EXTRACT PROVIDED:
»»
A paper published by The Technical Assistance Center on Social Emotional Intervention (TACSEI) for Young Children suggests a few ways to help children transition smoothly from one activity or place to another. 

  1. Let children know that the change is coming. Help children understand that the current activity is about to end or it is time to leave the current place. It could go like, “In another five minutes, we will be leaving the garden” or “in another ten minutes, we will stop colouring the book.”
  2. Use ‘first-then’ statements to help children understand the sequence of events. It will help children understand what is going to happen next and reduce the probability of challenging behaviours. It can look like, “First we are going to say bye to the garden and then, we are going to have dinner.” or “First we are going to tidy up this place, and then we will start the story class.” 
  3. Help children feel in control of the next activity. Children like to be in charge. Ask them to alert everyone about the next activity or ask them if they would like to bring any special object or toy to the next activity. It could look like, “Would you like to bring a spoon to help us with dinner?” or “Would you like to sit on a yellow or blue chair for the story class?”
««
DO THIS: What kind of statements does the text on helping children transition between activities recommend for showing the sequence of events?

INFORMATION SHOWN:
»»
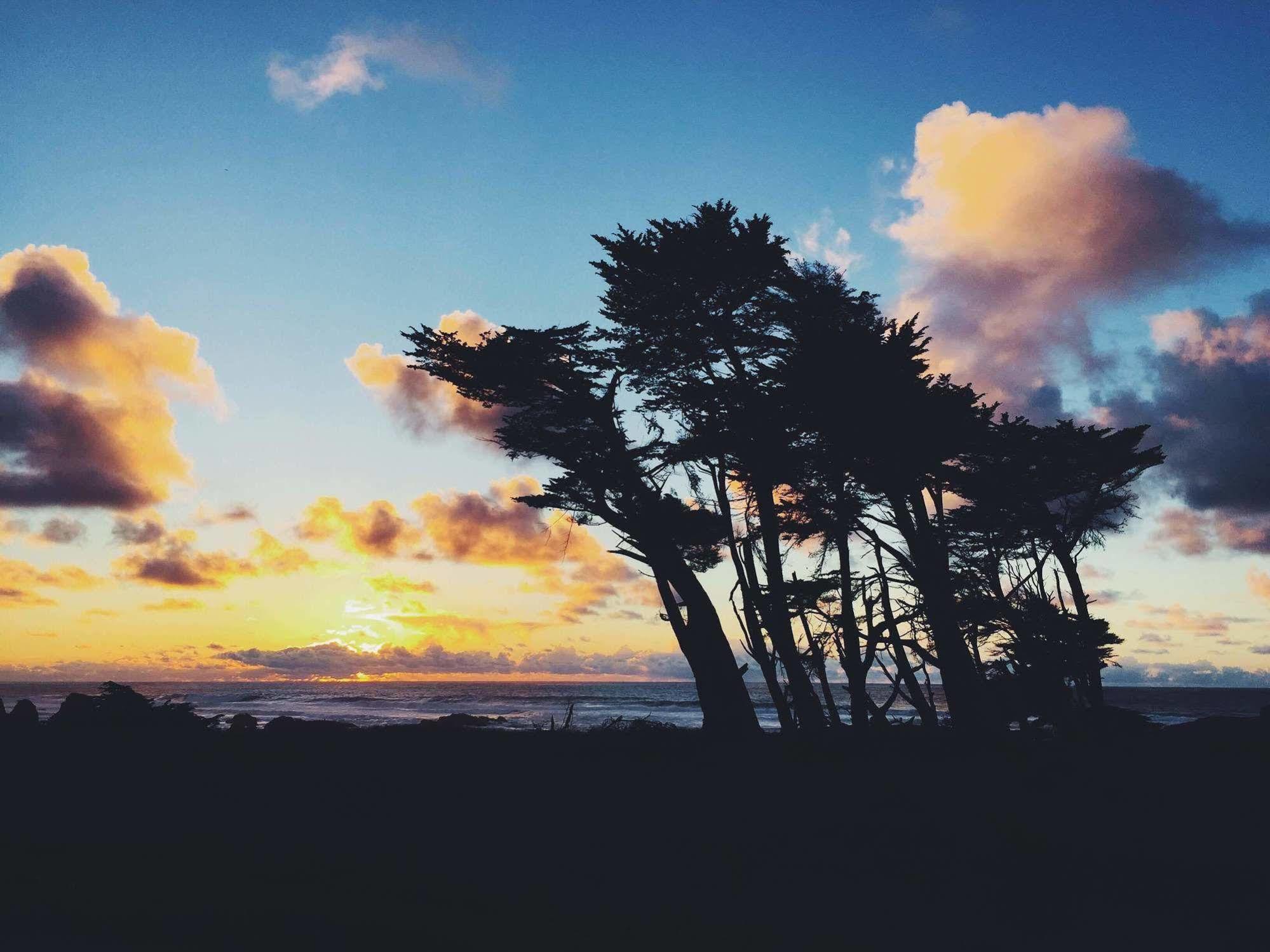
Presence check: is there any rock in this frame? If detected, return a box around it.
««
CORRECT RESULT: "First-then" statements.